Task description
Output only the lines of the entries that follow, starting at the one with "the man kneeling" and running down to the one with "belt as (x, y), one per line", both included and unchanged.

§

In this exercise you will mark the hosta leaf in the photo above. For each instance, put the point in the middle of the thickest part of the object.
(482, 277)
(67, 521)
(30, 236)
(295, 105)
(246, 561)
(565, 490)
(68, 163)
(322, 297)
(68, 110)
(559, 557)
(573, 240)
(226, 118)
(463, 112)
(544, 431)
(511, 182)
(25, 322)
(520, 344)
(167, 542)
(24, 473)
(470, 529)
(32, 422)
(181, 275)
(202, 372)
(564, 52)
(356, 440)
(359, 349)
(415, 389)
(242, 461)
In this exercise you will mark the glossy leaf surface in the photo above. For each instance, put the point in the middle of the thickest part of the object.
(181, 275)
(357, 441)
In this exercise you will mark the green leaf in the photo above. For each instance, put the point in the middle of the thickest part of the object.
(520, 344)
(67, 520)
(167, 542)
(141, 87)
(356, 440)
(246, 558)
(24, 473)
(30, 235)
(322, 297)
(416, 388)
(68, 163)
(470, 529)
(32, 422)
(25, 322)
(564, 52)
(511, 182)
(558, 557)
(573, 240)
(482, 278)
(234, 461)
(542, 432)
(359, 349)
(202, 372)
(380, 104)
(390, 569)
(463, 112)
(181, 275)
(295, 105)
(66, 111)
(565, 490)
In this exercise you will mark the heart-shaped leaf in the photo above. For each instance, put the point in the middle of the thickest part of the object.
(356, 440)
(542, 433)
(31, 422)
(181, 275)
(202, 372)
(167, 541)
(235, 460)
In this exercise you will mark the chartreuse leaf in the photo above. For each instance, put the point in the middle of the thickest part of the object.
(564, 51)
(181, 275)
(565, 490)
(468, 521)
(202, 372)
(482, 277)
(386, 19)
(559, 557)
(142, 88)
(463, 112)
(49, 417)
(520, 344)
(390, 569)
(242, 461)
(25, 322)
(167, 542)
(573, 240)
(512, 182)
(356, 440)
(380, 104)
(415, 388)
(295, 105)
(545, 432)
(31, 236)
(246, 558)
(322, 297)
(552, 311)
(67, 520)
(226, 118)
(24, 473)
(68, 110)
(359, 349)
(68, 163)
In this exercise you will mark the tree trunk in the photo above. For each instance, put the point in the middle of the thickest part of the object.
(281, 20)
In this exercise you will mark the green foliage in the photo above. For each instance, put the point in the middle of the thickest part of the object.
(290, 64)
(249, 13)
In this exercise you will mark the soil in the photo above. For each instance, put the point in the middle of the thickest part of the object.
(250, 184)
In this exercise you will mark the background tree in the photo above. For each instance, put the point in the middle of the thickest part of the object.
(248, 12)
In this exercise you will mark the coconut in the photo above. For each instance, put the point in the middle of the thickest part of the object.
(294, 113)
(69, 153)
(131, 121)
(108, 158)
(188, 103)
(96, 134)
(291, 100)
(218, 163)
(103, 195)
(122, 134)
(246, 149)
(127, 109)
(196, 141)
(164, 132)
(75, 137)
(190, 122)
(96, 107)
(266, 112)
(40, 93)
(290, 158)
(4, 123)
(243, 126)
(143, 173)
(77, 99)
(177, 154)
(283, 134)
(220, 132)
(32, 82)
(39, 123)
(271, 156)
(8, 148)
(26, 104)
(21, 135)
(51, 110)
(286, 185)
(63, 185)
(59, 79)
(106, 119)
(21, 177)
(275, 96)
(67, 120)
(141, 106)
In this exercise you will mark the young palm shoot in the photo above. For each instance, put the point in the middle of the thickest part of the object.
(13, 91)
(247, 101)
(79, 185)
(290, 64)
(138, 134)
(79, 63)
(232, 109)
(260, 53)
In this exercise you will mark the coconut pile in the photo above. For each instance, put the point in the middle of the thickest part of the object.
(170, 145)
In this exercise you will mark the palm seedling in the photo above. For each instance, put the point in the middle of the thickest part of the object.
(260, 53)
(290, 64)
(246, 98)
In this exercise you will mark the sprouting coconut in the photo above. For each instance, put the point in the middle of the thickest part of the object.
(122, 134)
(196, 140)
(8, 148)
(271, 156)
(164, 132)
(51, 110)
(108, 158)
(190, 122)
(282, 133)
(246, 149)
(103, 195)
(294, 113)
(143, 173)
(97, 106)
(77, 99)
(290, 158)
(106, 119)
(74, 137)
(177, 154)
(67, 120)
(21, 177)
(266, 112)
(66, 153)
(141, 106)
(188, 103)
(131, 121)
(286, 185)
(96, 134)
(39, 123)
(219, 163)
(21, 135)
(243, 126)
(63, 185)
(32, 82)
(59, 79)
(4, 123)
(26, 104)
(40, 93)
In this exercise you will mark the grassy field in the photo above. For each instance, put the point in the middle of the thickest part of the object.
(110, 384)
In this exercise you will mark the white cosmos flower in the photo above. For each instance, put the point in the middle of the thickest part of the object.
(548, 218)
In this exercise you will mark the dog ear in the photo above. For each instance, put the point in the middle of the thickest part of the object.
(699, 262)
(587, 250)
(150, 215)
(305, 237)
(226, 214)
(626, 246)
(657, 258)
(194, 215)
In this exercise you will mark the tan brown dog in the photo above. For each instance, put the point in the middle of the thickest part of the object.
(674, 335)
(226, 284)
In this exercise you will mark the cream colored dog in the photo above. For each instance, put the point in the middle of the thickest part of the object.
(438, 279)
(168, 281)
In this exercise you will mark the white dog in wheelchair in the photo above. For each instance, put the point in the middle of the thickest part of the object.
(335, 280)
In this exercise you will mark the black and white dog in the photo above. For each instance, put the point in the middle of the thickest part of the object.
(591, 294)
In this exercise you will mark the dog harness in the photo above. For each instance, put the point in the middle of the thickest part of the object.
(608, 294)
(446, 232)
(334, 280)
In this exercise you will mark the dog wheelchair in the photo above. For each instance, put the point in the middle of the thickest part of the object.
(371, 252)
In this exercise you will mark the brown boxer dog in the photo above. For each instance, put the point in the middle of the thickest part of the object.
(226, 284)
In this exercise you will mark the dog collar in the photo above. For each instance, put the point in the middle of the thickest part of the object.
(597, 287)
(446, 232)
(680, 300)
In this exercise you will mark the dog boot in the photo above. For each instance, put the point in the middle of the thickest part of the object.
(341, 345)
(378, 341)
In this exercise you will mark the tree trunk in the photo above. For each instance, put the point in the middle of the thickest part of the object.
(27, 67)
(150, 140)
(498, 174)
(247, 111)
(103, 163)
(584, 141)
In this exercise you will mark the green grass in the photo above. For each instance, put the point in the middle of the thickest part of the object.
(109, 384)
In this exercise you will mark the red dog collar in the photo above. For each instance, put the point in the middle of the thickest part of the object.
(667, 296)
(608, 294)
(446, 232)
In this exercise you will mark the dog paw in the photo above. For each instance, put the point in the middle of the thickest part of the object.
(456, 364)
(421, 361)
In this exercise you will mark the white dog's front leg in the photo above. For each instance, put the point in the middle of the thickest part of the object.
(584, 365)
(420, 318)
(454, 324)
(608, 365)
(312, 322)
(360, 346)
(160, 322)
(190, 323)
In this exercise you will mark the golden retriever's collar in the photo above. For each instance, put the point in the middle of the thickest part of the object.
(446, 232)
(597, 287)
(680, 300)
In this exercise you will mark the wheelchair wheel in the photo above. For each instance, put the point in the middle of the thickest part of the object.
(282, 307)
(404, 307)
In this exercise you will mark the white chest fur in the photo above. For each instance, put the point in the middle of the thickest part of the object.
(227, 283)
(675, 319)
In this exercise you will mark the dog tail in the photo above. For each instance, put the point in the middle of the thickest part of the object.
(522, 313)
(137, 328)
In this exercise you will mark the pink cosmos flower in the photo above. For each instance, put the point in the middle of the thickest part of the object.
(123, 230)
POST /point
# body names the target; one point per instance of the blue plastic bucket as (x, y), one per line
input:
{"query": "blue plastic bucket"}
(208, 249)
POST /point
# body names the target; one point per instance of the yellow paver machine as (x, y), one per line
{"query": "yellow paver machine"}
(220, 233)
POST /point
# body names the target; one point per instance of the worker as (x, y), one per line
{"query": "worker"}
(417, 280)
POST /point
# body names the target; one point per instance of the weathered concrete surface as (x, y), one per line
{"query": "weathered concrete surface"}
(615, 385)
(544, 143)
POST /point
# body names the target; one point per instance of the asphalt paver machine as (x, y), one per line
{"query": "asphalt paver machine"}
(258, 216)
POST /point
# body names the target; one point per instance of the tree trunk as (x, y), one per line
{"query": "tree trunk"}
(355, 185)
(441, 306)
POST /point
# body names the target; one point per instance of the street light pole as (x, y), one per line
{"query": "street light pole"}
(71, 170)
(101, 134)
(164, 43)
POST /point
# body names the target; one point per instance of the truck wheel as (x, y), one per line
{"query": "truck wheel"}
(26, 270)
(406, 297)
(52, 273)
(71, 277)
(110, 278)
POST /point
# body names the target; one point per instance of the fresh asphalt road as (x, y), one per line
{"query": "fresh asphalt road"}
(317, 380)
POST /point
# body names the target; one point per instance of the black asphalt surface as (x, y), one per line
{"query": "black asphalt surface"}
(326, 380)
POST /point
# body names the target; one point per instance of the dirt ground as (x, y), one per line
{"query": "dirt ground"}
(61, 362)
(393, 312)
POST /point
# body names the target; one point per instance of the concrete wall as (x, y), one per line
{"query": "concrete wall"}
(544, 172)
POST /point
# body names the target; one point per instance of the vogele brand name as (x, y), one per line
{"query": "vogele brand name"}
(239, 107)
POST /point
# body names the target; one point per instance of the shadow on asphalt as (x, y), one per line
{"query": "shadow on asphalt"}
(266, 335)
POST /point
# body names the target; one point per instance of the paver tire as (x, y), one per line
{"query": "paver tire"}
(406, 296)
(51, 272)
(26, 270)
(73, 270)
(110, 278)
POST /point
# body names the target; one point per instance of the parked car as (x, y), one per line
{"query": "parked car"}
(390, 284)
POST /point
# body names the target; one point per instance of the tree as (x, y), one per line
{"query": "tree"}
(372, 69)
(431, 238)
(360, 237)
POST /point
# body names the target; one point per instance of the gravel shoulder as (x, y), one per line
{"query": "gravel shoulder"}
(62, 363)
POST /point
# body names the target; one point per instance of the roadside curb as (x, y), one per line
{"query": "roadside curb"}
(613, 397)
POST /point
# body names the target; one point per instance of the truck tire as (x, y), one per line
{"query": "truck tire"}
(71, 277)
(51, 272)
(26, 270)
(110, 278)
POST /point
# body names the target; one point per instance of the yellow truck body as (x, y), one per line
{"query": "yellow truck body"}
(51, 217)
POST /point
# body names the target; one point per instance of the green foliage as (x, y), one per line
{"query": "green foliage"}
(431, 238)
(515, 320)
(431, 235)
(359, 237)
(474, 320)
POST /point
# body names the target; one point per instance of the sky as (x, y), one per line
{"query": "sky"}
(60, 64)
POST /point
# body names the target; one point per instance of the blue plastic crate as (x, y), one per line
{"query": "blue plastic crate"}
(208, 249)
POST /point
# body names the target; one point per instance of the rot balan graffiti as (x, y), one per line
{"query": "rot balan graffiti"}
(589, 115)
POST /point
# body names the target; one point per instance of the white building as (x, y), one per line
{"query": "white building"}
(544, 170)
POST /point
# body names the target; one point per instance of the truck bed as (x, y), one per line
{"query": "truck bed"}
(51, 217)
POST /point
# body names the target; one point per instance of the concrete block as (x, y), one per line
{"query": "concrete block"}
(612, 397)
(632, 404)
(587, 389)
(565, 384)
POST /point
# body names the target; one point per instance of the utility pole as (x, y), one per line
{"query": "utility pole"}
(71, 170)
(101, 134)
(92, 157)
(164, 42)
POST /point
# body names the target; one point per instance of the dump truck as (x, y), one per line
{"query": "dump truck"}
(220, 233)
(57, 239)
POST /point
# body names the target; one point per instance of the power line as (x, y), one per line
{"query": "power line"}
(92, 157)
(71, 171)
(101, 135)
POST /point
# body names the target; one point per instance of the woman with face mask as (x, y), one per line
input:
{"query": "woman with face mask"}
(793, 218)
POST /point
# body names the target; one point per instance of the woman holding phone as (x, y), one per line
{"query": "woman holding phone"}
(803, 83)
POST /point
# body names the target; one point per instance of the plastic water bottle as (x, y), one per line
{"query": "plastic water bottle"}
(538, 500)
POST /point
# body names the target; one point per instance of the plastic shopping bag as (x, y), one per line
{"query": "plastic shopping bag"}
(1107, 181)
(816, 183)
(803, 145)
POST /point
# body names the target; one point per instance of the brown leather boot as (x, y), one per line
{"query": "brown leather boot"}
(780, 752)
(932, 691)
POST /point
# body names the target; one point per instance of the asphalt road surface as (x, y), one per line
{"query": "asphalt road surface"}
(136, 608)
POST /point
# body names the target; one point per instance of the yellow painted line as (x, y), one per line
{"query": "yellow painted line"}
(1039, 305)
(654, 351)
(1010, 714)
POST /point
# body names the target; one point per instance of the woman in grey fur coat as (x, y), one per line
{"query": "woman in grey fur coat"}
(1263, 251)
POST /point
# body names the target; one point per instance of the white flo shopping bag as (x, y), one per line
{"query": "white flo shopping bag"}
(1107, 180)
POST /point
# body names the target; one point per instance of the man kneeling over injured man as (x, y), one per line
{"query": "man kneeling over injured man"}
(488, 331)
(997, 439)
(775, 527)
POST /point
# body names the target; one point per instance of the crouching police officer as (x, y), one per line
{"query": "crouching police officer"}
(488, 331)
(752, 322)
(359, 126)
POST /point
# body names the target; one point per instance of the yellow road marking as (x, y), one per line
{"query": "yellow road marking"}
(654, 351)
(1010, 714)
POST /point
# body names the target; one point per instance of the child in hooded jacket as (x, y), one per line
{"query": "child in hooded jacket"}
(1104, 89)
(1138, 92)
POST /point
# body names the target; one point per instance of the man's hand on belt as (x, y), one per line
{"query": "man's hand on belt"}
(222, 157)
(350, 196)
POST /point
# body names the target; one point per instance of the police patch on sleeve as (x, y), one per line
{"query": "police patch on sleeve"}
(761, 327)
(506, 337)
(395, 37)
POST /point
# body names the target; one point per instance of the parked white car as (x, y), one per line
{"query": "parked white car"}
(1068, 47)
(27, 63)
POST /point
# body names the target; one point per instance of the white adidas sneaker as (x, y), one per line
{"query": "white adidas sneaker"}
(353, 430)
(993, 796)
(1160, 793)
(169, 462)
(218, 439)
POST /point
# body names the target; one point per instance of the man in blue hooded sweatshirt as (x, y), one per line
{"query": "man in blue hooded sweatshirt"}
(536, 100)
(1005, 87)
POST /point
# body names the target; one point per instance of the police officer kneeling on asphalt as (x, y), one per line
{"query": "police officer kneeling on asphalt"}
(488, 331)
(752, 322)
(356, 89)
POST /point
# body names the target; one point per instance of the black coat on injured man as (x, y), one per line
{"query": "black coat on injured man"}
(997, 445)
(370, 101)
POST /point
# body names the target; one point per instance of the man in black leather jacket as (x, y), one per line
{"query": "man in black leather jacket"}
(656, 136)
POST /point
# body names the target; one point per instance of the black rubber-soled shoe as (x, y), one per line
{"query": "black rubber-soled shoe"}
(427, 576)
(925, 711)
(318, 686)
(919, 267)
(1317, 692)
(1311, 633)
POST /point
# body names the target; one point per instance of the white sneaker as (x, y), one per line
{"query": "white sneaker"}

§

Solved exercise
# body names the target; one point per instance of the man kneeling over injured man as (x, y), one per line
{"query": "man kneeling over injured man"}
(488, 331)
(997, 439)
(775, 527)
POST /point
# body names the target; one point per instance of the crouching police officer as (x, y), one per line
{"query": "crouching police officer"}
(488, 331)
(752, 322)
(359, 126)
POST /point
# body names the target; one point per instance of the yellow road marking as (x, y), one per line
{"query": "yellow road marking"}
(654, 351)
(1010, 714)
POST /point
# body names the target; one point per instance of the child in hooded jacket as (x, y), one per line
{"query": "child in hooded jacket"}
(1104, 89)
(1138, 92)
POST /point
# body names the target; one point per instance of the man's hand on belt as (x, y), one per line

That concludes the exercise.